+++ FRAGMENTO
El 8 de septiembre de 1953, la fiesta de la Virgen, comenzó la persecución de la Iglesia en serio. No me podía ni imaginar cómo iba a caer sobre mí. Esa noche, estábamos todos los seminaristas durmiendo, y de repente entraron y nos llevaron a punta de pistola, a oscuras, hasta un camión de mercancías que esperaba fuera del seminario, y nos llevaron a otro lugar que no conocíamos. Hasta dos meses después no me llamaron para interrogarme.
Un inspector me esperaba para interrogarme: «Elige: ¿qué es lo primero: el comunismo, o Dios?», y quería sacarme cualquier dato sobre las personas que acudíamos a la Legión de María, pero yo no decía nada. Me enviaron a otra prisión para lavarme el cerebro: me sometían a una luz muy fuerte, me despertaban en mitad del sueño, con el altavoz diciéndonos todo el rato: Habéis sido engañados por el obispo, sois víctimas de la religión extranjera..., todo para hacerme hablar, pero no lo consiguieron. Por ello me condenaron a cinco años, sin juicio, sin abogado, sin nada.
Después me enviaron a la frontera cerca del Tibet, lo que llaman la siberia china, vestidos sólo con un pantalón y una camisa de algodón. Allí tenía que llevar una montaña de ladrillos a la espalda, y si caías te daban una paliza. Poco a poco, me fui debilitando, y llegué a pesar 42 kilogramos. Eran 4 las personas que morían cada día, y yo, en determinado momento, me tumbé en el suelo para morir, no podía ya ni moverme. No hice más que rezar, y el Señor escuchó mi oración, porque me destinaron a una granja, a trabajar en algo más ligero. Así, poco a poco, conseguí recuperarme.
En 1957, me enviaron a Shangai para revisar mi condena. Allí, lo primero que hice en cuanto me quitaron las esposas fue santiguarme. Me decían: «Sólo con que reconozcas tus crímenes, podrás salir libre». Pero yo no lo hice, y en los años siguientes me enviaron a otros campos, en los que estuve trabajando en muchas cosas: en un molino, dando vueltas a la noria como un burro, y también como barbero y profesor de inglés para los jefes del campo.
++++++
+++ EXTRACTOS DE DATOS
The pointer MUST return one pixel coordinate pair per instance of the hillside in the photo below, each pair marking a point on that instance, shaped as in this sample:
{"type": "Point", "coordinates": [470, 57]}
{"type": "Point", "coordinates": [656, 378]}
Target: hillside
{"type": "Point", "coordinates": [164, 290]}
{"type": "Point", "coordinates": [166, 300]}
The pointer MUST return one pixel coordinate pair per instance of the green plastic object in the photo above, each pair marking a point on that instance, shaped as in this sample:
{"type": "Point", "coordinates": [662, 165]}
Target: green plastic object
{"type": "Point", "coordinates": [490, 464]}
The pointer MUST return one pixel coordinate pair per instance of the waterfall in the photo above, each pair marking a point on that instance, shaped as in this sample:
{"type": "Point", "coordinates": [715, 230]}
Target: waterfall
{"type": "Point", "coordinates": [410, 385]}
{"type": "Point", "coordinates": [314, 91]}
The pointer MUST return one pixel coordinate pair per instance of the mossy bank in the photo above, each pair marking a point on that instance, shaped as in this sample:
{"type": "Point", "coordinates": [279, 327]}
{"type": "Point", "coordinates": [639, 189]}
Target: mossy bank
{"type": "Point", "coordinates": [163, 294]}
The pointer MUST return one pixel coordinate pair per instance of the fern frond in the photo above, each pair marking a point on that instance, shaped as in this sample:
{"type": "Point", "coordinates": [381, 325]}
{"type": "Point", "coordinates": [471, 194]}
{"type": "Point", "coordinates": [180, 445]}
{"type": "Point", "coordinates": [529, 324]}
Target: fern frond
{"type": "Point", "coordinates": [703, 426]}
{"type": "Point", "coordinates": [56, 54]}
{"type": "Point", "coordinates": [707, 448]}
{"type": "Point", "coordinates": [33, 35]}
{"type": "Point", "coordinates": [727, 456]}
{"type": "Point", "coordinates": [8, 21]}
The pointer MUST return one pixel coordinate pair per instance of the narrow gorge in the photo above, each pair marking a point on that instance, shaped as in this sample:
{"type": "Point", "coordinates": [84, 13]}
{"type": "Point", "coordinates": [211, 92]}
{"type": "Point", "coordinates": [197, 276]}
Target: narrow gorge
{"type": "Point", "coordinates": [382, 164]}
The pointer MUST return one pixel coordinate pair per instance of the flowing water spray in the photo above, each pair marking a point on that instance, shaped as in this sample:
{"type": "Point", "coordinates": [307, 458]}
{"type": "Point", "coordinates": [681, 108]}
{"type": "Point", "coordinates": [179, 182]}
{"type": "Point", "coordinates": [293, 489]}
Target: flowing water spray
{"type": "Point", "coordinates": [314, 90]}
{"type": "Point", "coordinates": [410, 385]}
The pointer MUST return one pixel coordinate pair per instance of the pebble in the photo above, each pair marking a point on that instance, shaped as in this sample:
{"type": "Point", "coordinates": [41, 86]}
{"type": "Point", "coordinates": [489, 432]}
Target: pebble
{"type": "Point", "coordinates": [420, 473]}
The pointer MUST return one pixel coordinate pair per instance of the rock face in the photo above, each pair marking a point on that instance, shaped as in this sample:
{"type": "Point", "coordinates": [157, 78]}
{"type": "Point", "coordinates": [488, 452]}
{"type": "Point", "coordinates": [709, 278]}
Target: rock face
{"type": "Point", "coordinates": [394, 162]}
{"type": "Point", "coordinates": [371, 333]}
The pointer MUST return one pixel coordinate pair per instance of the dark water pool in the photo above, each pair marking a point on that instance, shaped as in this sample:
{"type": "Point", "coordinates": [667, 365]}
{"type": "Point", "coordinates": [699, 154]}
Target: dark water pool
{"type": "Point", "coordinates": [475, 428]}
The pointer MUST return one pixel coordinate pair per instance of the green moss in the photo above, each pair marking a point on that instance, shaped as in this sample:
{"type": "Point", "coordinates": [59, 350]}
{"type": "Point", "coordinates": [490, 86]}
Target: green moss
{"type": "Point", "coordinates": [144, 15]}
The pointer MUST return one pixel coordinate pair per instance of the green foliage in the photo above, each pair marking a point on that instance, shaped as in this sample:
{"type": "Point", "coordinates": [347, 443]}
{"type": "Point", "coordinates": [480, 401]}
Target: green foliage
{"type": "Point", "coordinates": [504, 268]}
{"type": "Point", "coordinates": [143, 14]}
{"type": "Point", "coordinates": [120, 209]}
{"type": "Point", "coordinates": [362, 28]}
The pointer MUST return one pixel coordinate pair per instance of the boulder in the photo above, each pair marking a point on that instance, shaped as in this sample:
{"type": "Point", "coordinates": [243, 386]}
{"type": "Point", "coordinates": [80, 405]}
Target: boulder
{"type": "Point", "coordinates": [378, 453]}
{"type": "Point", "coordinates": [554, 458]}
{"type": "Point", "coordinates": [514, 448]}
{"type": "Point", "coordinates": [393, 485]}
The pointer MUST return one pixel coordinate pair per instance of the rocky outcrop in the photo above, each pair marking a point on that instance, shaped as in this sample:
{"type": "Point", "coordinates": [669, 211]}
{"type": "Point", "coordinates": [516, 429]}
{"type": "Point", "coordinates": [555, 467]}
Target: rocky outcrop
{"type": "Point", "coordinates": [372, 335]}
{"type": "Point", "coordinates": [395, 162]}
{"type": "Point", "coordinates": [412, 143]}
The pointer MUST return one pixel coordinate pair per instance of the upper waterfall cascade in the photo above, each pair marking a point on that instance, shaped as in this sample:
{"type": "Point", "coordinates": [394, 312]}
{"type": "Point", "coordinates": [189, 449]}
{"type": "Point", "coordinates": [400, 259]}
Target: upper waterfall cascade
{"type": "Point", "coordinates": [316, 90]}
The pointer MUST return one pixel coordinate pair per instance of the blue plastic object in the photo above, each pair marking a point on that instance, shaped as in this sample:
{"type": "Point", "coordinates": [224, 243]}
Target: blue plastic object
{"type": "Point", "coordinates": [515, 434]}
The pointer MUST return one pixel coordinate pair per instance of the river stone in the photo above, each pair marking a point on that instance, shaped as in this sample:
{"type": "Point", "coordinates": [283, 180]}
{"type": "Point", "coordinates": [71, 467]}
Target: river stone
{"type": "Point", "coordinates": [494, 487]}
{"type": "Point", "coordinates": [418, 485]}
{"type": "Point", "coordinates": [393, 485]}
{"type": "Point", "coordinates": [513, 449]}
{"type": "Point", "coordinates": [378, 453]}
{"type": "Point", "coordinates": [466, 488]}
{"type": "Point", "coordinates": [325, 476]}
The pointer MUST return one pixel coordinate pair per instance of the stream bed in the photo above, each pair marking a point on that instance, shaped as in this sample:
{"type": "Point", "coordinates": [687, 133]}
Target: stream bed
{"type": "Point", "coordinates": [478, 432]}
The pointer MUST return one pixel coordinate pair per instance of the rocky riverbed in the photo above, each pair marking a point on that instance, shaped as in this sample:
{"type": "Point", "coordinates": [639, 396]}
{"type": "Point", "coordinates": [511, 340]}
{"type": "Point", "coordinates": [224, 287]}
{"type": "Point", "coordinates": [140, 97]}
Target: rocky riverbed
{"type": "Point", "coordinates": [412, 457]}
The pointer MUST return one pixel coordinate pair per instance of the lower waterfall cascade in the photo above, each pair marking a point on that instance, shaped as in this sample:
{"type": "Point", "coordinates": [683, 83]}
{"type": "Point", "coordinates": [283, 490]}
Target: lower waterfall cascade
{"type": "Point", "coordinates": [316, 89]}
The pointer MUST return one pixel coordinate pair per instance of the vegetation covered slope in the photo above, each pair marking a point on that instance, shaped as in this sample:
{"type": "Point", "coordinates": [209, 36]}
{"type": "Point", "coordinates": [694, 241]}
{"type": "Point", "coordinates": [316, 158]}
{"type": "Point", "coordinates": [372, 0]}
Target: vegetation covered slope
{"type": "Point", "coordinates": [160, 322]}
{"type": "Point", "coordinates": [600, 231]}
++++++
TAREA.
Responde a estas preguntas sobre el fragmento:
(a) ¿En qué fecha empezó en serio la persecución de la Iglesia?
(b) ¿Cuántos kilogramos llegó a pesar quien narra?
(c) ¿Qué hizo primero quien narra en Shangai en cuanto le quitaron las esposas?
El listado viene de otra fuente distinta.

RESPUESTA.
(a) El 8 de septiembre de 1953.
(b) 42 kilogramos.
(c) Se santiguó.